◆ **Provided data**:
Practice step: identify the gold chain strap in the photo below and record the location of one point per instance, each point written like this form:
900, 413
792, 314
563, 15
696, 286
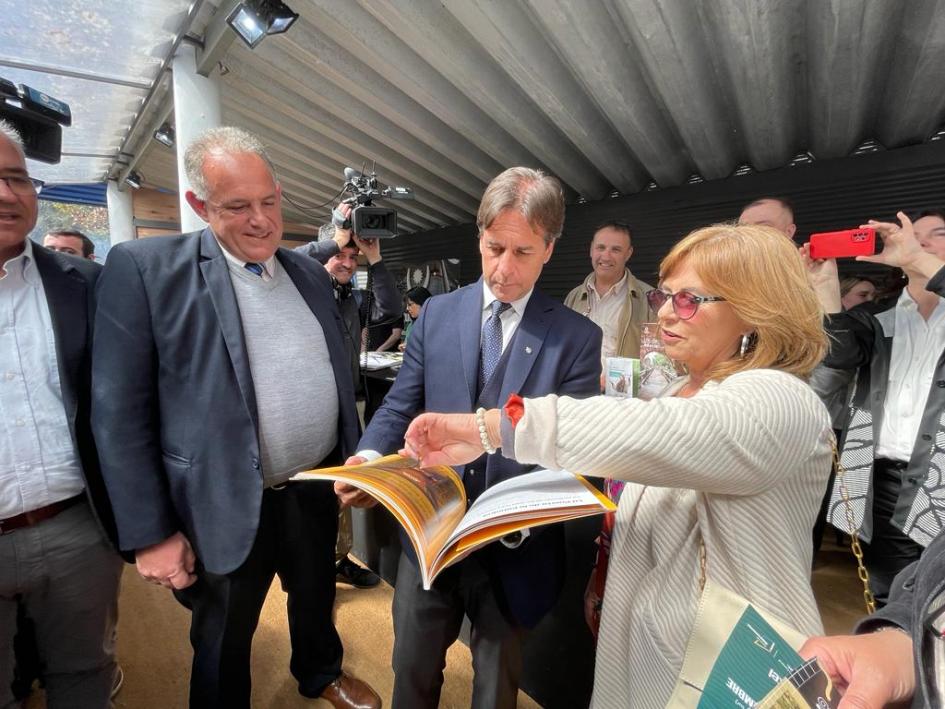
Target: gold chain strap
851, 529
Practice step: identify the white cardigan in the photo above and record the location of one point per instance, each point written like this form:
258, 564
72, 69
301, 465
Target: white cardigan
743, 464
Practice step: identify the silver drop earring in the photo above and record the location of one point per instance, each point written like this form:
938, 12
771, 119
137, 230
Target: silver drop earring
744, 348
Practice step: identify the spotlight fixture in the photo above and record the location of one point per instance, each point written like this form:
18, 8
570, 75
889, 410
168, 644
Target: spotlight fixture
252, 20
165, 135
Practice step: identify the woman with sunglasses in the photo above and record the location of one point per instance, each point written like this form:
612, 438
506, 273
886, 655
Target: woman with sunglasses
732, 460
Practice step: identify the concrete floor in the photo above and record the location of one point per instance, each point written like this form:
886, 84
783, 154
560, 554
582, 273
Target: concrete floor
155, 653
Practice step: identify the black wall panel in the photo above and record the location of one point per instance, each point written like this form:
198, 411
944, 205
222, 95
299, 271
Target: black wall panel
829, 194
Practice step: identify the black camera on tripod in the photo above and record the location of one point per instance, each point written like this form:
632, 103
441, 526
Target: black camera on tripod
368, 221
37, 117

◆ **Given instruction**: Render the material above as a Markdown table with the columns Index and Entry, giving each non-blank line its own numbered row in order and leaving out the pictures.

◆ **Answer**:
| Index | Entry |
|---|---|
| 1 | Practice step: identify the gold chain strap in the photo below and record the location of one point per instance, each point written like this form: |
| 2 | 900, 413 |
| 3 | 792, 314 |
| 4 | 563, 15 |
| 5 | 696, 286 |
| 6 | Target: gold chain strap |
| 7 | 851, 529 |
| 8 | Practice step: identify the white cardigan in the photo above and record the location of one point per instance, each point written like this form: |
| 9 | 258, 564 |
| 10 | 72, 69 |
| 11 | 301, 465 |
| 12 | Target: white cardigan |
| 13 | 743, 464 |
| 14 | Practice step: identify the silver drop earring in the photo above and record the location of one point per instance, each point written like this form: |
| 15 | 938, 12 |
| 16 | 771, 119 |
| 17 | 137, 230 |
| 18 | Target: silver drop earring |
| 19 | 744, 348 |
| 20 | Practice step: identify the spotlight fixture in the photo above and record the location of one point per instance, each point written like this form: |
| 21 | 18, 8 |
| 22 | 570, 75 |
| 23 | 889, 410 |
| 24 | 168, 644 |
| 25 | Target: spotlight fixture |
| 26 | 252, 20 |
| 27 | 165, 135 |
| 28 | Practice step: identify the woman with sunglasses in the photo above and record the location of one point per instance, each point written like this form: |
| 29 | 612, 438 |
| 30 | 506, 273 |
| 31 | 886, 655 |
| 32 | Target: woman with sunglasses |
| 33 | 732, 460 |
| 34 | Practice step: identify the concrete floor in the photo above and record the location of one point per instance, each point written like this form: |
| 35 | 886, 84 |
| 36 | 783, 154 |
| 37 | 560, 554 |
| 38 | 582, 273 |
| 39 | Target: concrete floor |
| 40 | 155, 653 |
| 41 | Practice step: identify the black wall panel in the photo above and record the location of one point per instance, each point written like this form: |
| 42 | 198, 411 |
| 43 | 944, 205 |
| 44 | 222, 95 |
| 45 | 299, 271 |
| 46 | Target: black wall panel |
| 47 | 829, 194 |
| 48 | Practice step: identify the black camera on tripod in the photo above and record the location of one point per instance, each point written like this form: |
| 49 | 632, 103 |
| 50 | 441, 526 |
| 51 | Target: black camera on tripod |
| 52 | 368, 221 |
| 53 | 37, 117 |